### Exercise requirements
**a)** Using the aortic annulus CT excerpt, decide whether each statement agrees with it. Give yes or no for each, followed by the deciding words quoted exactly. (i) The patients without AV disease were older than the patients with severe AS. (ii) The asymmetry ratio was Rmax divided by Rmin. (iii) The two patient groups were compared directly.
**b)** Extend the aortic annulus CT excerpt, starting after its final sentence.

### Provided passage
-------------------------
Knowledge of the dynamic changes of the aortic valve (AV) annulus may aid in the sizing and design of transcatheter valve prostheses. We assessed AV annulus distention in patients without AV disease and with severe AV stenosis (AS) using computed tomography (CT).

METHODS:

Electrocardiogram-gated multislice CT scans of 15 patients without AV disease (age 53±12 years) and 20 patients with severe AS (age 81±6 years) were analyzed. Images in plane with the AV annulus were reconstructed for every 10% to 12.5% of the cardiac cycle. With the use of dedicated software the annulus was segmented. In all phases of the cardiac cycle the area was measured, as were the maximum radius (Rmax) and minimum radius (Rmin) of an ellipse fitted around the segmented lumen. The asymmetry ratio was defined as Rmax/Rmin. Direct comparison of both groups was not possible because age and scan protocols were confounding factors.
-------------------------
### Source material
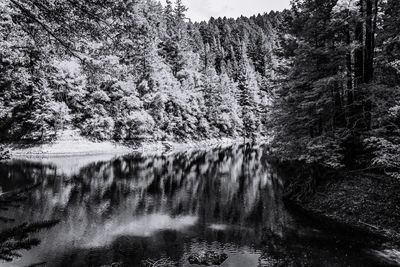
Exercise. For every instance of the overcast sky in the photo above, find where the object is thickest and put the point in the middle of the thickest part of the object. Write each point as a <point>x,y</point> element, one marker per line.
<point>204,9</point>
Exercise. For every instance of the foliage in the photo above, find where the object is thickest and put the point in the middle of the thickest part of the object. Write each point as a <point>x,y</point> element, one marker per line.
<point>124,69</point>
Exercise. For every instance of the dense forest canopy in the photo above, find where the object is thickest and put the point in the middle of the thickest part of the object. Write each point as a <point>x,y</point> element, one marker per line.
-------------------------
### Answers below
**a)**
(i) No: "15 patients without AV disease (age 53±12 years) and 20 patients with severe AS (age 81±6 years)"
(ii) Yes: "The asymmetry ratio was defined as Rmax/Rmin."
(iii) No: "Direct comparison of both groups was not possible because age and scan protocols were confounding factors."

**b)**
RESULTS:

The mean change of the area, Rmax, and Rmin was 122±33 mm2, 1.8±0.7 mm, and 2.4±0.5 mm in the patients with nondiseased annulus and 98±52 mm2, 1.4±0.7 mm, and 1.9±0.8 mm in those with AS. The mean asymmetry ratio was 1.3±0.1, indicating an elliptic annulus. Both the asymmetry ratio and the area changed significantly over the cardiac cycle (p<0.001).

CONCLUSIONS:

With the use of CT and postprocessing software, significant area and radius changes during the cardiac cycle were demonstrated in both the nondiseased annulus and the stenotic annulus. This finding may help selection of the optimal size in patients undergoing AV implantation and also aid in prosthesis design.